# Entries
☆ ☆ ☆ ☆

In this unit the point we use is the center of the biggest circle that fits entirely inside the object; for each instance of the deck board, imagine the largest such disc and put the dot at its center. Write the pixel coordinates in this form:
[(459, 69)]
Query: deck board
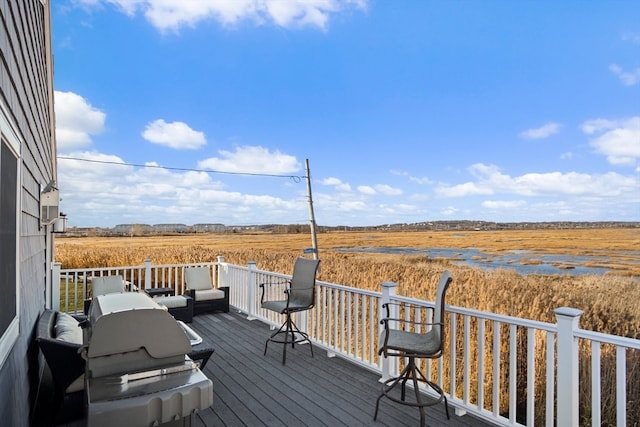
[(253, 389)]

☆ ☆ ☆ ☆

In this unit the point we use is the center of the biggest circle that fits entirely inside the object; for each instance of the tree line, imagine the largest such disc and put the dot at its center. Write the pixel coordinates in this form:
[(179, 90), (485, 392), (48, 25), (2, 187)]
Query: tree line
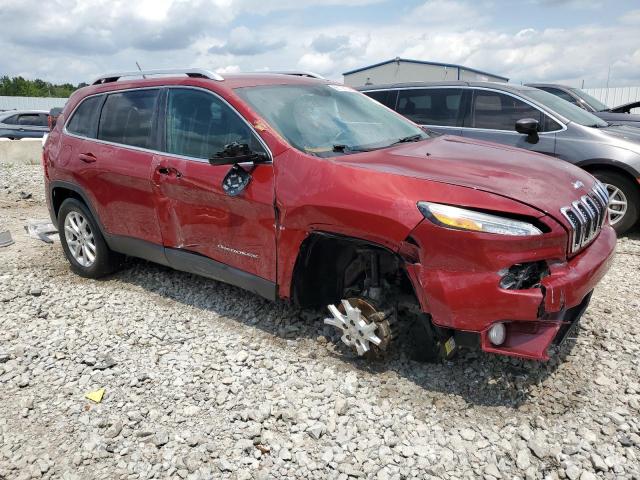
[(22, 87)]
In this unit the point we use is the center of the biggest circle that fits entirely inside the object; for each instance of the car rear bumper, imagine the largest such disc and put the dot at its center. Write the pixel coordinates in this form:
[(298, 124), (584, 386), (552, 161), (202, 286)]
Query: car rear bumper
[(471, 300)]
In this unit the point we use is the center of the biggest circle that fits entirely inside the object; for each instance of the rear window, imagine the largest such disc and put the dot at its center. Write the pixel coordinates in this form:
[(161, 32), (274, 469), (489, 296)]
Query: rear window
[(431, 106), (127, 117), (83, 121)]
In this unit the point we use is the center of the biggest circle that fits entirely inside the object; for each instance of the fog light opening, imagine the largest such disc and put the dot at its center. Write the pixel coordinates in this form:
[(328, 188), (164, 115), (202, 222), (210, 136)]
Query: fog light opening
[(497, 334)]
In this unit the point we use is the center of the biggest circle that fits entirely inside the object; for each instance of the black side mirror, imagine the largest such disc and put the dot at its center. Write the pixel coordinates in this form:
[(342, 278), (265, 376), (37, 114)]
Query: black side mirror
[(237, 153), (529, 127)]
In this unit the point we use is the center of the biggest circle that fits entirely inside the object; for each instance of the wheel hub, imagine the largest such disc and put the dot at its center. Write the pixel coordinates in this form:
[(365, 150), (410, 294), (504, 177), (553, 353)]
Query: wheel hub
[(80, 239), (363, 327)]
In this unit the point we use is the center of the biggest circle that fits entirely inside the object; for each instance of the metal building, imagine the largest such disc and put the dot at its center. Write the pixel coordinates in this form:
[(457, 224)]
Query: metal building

☆ ☆ ☆ ☆

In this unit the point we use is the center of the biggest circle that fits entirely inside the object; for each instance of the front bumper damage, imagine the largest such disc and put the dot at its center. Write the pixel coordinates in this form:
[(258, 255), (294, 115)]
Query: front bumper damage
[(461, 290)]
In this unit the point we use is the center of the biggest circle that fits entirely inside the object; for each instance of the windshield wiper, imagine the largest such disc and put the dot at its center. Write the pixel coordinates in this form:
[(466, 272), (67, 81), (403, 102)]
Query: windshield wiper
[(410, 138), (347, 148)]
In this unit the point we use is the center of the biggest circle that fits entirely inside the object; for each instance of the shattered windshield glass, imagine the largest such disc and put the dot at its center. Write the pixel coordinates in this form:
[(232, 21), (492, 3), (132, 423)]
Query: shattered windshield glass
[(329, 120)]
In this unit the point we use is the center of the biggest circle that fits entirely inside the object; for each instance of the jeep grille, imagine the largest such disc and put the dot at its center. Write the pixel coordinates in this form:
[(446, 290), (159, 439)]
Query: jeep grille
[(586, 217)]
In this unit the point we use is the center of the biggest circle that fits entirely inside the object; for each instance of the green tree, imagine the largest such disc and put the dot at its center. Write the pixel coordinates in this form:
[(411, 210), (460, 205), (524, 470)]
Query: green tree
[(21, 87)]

☆ ☆ ☆ ☆

Pull out every line of the material above that contains the string "glass", and copy each one without changes.

# Expected answer
In this unit the point we use is the center of the biggest circle that fits entirely inside the object; for each instance of the shattered windshield glass, imagine the largest such disc and put the dot at its center. Write the pixel coordinates in this form:
Query: shattered windshield glass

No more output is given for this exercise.